Supplied records:

════

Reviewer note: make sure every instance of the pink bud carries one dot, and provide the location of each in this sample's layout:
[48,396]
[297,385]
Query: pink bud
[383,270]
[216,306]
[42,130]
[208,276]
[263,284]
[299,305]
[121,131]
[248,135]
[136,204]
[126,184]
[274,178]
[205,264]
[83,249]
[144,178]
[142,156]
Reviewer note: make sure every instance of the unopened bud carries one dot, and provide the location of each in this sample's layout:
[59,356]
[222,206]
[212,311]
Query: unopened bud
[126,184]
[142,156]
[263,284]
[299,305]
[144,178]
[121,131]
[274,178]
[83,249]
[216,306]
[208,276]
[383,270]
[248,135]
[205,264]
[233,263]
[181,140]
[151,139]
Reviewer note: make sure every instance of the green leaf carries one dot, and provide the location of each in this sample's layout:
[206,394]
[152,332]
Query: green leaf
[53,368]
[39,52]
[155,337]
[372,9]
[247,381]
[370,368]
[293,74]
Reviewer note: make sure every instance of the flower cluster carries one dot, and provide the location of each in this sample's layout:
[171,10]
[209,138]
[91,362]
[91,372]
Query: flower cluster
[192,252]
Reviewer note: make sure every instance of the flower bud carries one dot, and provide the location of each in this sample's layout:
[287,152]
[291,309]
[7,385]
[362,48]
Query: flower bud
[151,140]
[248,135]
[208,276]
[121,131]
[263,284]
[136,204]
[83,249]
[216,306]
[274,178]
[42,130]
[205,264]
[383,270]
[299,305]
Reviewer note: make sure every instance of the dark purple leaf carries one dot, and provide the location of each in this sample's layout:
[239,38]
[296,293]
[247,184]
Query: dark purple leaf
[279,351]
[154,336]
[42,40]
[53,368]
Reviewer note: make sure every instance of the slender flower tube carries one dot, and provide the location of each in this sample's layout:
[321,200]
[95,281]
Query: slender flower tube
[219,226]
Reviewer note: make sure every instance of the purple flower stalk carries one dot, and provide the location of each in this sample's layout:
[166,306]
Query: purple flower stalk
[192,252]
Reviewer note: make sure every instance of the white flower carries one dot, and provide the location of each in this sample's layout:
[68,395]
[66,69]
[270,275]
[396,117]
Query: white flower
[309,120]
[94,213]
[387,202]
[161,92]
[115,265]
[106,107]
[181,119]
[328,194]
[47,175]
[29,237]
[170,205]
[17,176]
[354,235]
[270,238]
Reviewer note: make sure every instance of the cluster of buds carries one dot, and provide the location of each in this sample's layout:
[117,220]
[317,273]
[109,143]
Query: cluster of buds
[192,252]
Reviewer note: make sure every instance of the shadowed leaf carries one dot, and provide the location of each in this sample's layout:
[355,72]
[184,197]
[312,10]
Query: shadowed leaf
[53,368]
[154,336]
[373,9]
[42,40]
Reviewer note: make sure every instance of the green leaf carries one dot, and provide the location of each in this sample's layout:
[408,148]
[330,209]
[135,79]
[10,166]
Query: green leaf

════

Brief: Nothing in the records above may be left out when you repeat them exactly.

Written answer:
Reviewer note: make sure every instance of the pink bud carries one dot, and provide the location of each in this sample's layout:
[48,396]
[297,385]
Query: pink bud
[383,270]
[216,306]
[42,130]
[208,276]
[263,284]
[299,305]
[121,131]
[248,135]
[136,204]
[126,184]
[274,178]
[205,264]
[83,249]
[144,178]
[142,156]
Reviewer note: make sure every instance of the unopened bud carries one dot, and provide the location of each in this sample's layout:
[59,356]
[222,206]
[212,311]
Query: unopened bud
[126,184]
[142,156]
[263,284]
[299,305]
[144,178]
[121,131]
[274,178]
[83,249]
[216,306]
[208,276]
[383,270]
[248,135]
[205,264]
[233,263]
[181,140]
[151,139]
Reviewer note: make sure every instance of the green leaf carries one dot, and provide the location of each in this sample's layout:
[206,394]
[152,332]
Query: green leaf
[53,368]
[39,52]
[155,337]
[372,9]
[247,381]
[370,368]
[293,74]
Reviewer note: make sure every instance of the flower cluster carries one dot, and provide the location of each in this sample's layout:
[171,10]
[209,138]
[91,362]
[91,372]
Query: flower cluster
[192,252]
Reviewer note: make sure every instance of the flower bud carries one dot, and provide the location of each in this sample's layout:
[287,152]
[291,309]
[7,385]
[362,48]
Query: flower bud
[151,140]
[248,135]
[208,276]
[121,131]
[263,284]
[136,204]
[83,249]
[216,306]
[274,178]
[42,130]
[205,264]
[383,270]
[299,305]
Reviewer note: make sure every instance of the dark purple leaf carries one dot, and provide the location of each in this sample's layout:
[239,38]
[296,293]
[247,184]
Query: dark purple leaf
[279,351]
[154,336]
[42,40]
[53,368]
Reviewer note: make sure every instance of the slender flower tube carries one dot, and provide the location of each in this sample's layout:
[321,200]
[95,281]
Query: slender flower tube
[219,226]
Reviewer note: make sure every instance of the purple flower stalk carries one dot, and provide the location of each in this sample's layout:
[166,306]
Query: purple flower stalk
[192,252]
Reviewer note: make sure every instance of the white flower carries one dot, and provide the location of each in this sample's layout:
[68,395]
[66,69]
[270,275]
[396,117]
Query: white flower
[309,120]
[94,213]
[387,202]
[161,92]
[115,265]
[106,107]
[181,119]
[328,194]
[47,175]
[29,237]
[170,205]
[17,176]
[354,235]
[270,238]
Reviewer note: make sure every instance of the cluster of buds carries one dot, and provide the location of each in this sample's layout:
[117,220]
[317,273]
[109,143]
Query: cluster of buds
[192,252]
Reviewer note: make sure every instance of the shadowed leaf carries one dot, and provide the location of each in this sample's layout:
[355,72]
[184,197]
[312,10]
Query: shadowed leaf
[53,368]
[154,336]
[373,9]
[42,40]
Reviewer note: make sure every instance of the green leaf carries one dot, and provide the location of each in this sample's layout:
[408,148]
[330,209]
[135,79]
[10,166]
Query: green leaf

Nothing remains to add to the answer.